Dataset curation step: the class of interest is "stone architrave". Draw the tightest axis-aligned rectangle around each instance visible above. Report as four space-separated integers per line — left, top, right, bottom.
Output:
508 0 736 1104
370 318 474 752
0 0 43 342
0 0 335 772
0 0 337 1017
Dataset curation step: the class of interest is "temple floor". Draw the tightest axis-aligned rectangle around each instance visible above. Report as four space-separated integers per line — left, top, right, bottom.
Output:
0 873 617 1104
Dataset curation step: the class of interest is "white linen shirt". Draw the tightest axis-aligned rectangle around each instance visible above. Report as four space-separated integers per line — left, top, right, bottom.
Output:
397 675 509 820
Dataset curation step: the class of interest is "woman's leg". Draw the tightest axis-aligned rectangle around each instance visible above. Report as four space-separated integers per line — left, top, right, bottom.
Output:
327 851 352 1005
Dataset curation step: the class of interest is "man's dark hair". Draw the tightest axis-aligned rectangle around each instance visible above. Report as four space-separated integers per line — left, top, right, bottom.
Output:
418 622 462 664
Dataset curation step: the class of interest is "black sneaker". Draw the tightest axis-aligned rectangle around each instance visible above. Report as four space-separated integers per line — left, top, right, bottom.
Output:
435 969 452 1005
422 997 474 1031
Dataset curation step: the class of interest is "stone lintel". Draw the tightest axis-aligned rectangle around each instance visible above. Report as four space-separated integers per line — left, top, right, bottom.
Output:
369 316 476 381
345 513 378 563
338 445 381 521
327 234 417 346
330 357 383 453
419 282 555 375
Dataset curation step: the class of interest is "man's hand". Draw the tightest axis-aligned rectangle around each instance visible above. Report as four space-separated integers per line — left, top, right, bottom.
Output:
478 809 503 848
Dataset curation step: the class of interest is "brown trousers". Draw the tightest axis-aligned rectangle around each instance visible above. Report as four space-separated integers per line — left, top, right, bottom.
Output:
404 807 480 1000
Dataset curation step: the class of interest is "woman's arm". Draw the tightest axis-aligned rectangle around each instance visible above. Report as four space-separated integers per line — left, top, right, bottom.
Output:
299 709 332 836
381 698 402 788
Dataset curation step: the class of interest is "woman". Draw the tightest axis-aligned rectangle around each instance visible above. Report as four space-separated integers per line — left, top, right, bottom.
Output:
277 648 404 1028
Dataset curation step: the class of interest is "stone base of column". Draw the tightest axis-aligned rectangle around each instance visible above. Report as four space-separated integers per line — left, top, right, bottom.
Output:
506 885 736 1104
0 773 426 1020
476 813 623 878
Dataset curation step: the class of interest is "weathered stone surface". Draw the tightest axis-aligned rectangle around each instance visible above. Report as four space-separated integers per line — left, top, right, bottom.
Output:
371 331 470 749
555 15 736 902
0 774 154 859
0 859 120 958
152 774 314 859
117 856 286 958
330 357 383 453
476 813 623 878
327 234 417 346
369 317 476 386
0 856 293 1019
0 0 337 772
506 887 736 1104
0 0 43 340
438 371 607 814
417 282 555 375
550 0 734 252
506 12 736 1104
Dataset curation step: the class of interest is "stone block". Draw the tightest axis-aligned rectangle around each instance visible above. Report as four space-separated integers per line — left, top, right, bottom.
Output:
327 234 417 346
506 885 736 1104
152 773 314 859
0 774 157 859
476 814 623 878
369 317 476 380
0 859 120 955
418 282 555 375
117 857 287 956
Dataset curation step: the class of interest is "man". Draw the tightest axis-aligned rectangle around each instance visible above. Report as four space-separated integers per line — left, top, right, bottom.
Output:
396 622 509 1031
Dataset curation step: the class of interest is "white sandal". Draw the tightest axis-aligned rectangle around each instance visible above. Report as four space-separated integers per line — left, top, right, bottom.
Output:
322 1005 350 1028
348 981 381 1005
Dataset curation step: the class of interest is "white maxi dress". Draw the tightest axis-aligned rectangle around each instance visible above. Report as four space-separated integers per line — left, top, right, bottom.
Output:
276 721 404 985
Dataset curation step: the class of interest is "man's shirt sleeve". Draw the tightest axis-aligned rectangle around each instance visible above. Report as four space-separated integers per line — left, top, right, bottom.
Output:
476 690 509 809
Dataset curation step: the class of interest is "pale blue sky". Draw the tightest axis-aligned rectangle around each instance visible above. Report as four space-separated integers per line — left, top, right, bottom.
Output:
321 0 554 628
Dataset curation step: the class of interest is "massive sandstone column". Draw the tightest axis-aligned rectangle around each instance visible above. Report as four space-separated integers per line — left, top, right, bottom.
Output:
━━━━━━━━━━━━━━━━━━━━━━━━━━━━━━
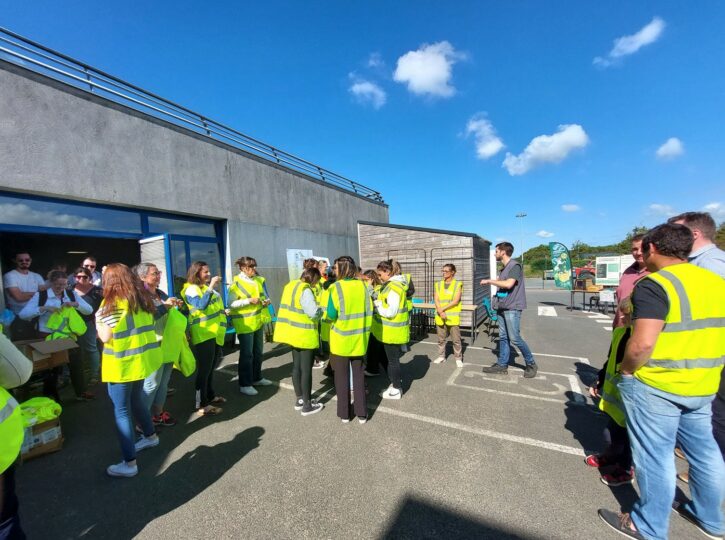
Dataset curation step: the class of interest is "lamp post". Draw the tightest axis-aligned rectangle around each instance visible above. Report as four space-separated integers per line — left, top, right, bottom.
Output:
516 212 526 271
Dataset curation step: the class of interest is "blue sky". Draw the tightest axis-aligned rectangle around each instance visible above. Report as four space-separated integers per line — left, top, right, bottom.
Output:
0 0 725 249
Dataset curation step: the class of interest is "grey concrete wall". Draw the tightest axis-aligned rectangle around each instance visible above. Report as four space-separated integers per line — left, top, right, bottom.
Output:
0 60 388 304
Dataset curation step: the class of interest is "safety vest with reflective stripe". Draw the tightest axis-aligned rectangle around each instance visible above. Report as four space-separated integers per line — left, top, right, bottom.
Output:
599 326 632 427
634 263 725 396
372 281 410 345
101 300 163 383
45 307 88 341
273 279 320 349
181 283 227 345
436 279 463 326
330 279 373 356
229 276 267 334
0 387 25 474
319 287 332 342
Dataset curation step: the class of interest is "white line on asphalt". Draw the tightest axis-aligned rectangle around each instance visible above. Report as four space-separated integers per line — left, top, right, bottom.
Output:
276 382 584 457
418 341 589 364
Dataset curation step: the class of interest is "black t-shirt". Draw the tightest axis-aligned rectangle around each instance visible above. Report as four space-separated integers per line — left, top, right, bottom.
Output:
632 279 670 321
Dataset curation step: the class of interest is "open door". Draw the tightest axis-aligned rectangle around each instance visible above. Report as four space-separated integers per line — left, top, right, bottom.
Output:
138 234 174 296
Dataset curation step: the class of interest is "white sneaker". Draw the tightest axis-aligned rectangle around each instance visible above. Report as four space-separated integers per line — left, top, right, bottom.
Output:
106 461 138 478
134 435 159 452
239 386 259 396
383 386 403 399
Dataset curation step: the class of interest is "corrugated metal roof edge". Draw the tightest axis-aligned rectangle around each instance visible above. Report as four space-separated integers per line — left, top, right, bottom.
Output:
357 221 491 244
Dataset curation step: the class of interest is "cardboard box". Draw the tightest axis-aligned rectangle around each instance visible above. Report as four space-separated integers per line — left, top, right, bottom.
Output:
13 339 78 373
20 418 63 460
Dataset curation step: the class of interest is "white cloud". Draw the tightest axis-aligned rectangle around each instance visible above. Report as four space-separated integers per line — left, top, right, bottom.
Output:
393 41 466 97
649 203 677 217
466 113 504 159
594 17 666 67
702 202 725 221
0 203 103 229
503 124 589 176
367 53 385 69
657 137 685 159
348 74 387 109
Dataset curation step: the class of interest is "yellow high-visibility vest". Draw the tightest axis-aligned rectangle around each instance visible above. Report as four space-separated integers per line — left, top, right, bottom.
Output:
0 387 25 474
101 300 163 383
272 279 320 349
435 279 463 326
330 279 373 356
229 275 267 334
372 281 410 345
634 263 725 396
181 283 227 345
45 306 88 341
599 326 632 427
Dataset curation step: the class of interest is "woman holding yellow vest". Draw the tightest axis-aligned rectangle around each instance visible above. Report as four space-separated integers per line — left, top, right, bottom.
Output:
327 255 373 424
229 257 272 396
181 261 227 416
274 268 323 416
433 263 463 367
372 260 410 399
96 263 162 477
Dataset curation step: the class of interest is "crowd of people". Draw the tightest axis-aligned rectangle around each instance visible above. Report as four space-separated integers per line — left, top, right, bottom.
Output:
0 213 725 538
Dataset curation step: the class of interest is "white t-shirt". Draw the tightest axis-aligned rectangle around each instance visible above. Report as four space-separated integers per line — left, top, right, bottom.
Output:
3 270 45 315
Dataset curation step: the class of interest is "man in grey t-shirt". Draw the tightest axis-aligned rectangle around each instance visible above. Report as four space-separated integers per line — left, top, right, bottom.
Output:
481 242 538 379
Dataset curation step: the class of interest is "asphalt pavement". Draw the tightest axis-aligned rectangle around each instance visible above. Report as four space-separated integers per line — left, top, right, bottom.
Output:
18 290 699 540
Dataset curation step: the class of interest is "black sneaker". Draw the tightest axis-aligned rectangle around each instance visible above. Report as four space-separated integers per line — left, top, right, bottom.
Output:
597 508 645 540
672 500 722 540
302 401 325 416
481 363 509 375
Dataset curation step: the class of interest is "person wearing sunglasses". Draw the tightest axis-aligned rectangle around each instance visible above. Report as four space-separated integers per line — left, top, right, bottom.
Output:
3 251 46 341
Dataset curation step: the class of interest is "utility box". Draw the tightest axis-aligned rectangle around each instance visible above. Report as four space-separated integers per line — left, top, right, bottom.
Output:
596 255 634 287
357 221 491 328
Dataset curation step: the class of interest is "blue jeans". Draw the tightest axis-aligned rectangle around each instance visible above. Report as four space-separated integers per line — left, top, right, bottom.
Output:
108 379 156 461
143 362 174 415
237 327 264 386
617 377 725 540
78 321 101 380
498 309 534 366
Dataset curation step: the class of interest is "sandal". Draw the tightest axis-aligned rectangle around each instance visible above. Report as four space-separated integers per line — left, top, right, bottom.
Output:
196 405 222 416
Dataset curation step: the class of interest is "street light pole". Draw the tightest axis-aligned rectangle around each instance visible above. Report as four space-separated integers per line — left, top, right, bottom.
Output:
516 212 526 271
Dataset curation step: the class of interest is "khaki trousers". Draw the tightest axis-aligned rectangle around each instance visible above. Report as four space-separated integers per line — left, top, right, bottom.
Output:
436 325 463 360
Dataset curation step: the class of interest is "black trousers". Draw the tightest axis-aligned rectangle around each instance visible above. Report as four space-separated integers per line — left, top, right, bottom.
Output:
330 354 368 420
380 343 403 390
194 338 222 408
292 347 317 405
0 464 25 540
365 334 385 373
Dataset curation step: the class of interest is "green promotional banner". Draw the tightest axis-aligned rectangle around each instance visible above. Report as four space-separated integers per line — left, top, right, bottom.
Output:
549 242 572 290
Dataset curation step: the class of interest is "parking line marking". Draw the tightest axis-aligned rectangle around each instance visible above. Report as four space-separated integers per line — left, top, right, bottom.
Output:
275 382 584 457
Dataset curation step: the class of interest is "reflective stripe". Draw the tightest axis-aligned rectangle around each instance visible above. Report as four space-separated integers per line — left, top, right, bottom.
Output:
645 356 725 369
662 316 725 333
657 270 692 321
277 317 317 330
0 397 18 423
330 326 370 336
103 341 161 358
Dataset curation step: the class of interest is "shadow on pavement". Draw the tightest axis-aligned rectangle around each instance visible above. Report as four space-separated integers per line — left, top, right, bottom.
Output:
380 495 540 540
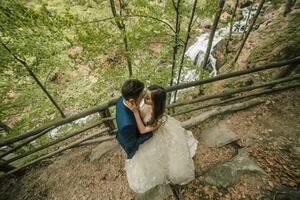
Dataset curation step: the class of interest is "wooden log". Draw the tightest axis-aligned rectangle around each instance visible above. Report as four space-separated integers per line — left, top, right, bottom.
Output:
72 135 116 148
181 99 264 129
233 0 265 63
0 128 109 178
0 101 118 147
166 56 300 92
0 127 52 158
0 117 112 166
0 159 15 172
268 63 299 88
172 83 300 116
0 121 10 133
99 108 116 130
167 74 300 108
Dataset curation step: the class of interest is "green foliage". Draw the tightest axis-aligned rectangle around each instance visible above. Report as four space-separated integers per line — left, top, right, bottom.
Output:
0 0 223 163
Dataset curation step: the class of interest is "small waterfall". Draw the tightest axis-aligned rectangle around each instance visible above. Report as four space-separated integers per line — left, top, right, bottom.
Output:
━━━━━━━━━━━━━━━━━━━━━━━━━━━━━━
## Description of the task:
Go through the rows above and keep only the ones that contain the string "column", copying each kept row in full.

## Full output:
Dataset curation step: the class of interest is "stone base of column". Draw the tightest axis-aligned rectangle around each instance visible above. Report as four space-separated integers per line — left, top, right, bottom.
Dataset curation step: the class of interest is "massive sandstone column". Draw the tightest axis-aligned rectangle around each instance visible above. Report as four space-separated integers per line — left, top, right, bottom.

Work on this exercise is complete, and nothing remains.